The problem
Carry on the text about Moonborn's persona-scoped memory tiers, starting right after its final sentence.

Source text
Long-term memory
Persona-scoped memory: short-term context, long-term pgvector retrieval, and the cold-tier rotation that keeps sessions grounded without blowing the context window.
Chat sessions accumulate. A long support conversation, a multi-week research panel, a creative writing project — all push past the model's working context. Moonborn's memory layer addresses this with three tiers.
Short-term: the active window
The last N turns ride in the prompt as-is, governed by
chat.memory.short_term.window_turns (default 12). This is the
fastest, highest-fidelity memory — it's literally in the LLM's
attention.
Long-term: pgvector retrieval
Earlier turns get summarized and embedded with voyage-3-large (the
default; configurable via engine.embedding.model). On each new turn,
the runtime retrieves the top-K relevant chunks via hybrid search:
- Semantic (cosine distance, pgvector).
- BM25 lexical match (Postgres
tsvector). - Rerank with a cross-encoder.
- MMR (Maximum Marginal Relevance) to avoid redundancy.
Tuned by chat.memory.long_term.{top_k, retrieval_strategy}.
Cold tier
Chunks older than chat.memory.long_term.cold_tier_after_days
(default 90) move to a slower storage class. They remain queryable,
but the retrieval pass skips them unless the user explicitly references
something older.

Information shown
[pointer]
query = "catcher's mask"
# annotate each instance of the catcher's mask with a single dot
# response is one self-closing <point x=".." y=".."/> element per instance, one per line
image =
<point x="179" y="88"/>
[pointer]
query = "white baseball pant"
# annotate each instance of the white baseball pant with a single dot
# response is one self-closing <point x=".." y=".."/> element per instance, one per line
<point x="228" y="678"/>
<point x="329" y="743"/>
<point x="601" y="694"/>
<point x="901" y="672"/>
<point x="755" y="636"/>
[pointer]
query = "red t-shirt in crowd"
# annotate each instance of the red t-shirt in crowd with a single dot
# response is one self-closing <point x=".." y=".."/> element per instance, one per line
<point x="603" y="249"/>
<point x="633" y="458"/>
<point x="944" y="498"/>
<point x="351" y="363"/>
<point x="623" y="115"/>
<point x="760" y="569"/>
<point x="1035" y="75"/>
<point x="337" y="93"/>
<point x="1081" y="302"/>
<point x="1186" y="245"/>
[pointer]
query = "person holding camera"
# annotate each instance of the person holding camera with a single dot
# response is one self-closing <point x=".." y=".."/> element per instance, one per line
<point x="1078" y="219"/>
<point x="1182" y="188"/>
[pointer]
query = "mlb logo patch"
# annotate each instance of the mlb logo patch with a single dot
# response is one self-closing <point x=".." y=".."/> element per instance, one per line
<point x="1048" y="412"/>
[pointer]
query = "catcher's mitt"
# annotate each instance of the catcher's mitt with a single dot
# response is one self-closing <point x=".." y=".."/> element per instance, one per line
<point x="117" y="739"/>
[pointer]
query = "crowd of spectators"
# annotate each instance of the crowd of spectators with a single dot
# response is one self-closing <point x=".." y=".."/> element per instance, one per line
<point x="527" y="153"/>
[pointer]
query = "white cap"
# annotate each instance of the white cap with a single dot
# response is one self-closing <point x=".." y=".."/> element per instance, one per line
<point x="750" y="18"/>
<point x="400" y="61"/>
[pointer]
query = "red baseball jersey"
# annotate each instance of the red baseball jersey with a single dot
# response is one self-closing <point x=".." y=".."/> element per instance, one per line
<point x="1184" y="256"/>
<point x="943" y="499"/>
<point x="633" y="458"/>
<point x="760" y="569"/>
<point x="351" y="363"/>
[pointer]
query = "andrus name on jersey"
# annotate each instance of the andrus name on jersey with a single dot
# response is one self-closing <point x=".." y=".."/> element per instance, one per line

Result for this exercise
User-initiated forget
GDPR + product UX both want this: DELETE /v1/chat/sessions/{id}/memory/{chunk_id}
removes a memory chunk. The persona forgets that specific fact for the
session (other sessions are unaffected — memory is session-scoped, not
persona-scoped).
API
GET /v1/chat/sessions/{id}/memory— list memory chunks.DELETE /v1/chat/sessions/{id}/memory/{chunk_id}— forget.POST /v1/chat/sessions/{id}/memory/summarize— manually trigger summarization (rare; runs automatically by default).
Tier
Short-term: Free and up. Long-term retrieval + cold tier: Pro and up (higher tiers get larger retention windows + bigger chunk caps).
Honest scope
Memory is session-scoped by default. A persona doesn't remember
across sessions unless you wire it up — that's an
chat.memory.cross_session.enabled opt-in flag (Team+), and it
introduces complex privacy + provenance concerns. Read the
memory configuration guide before
turning it on.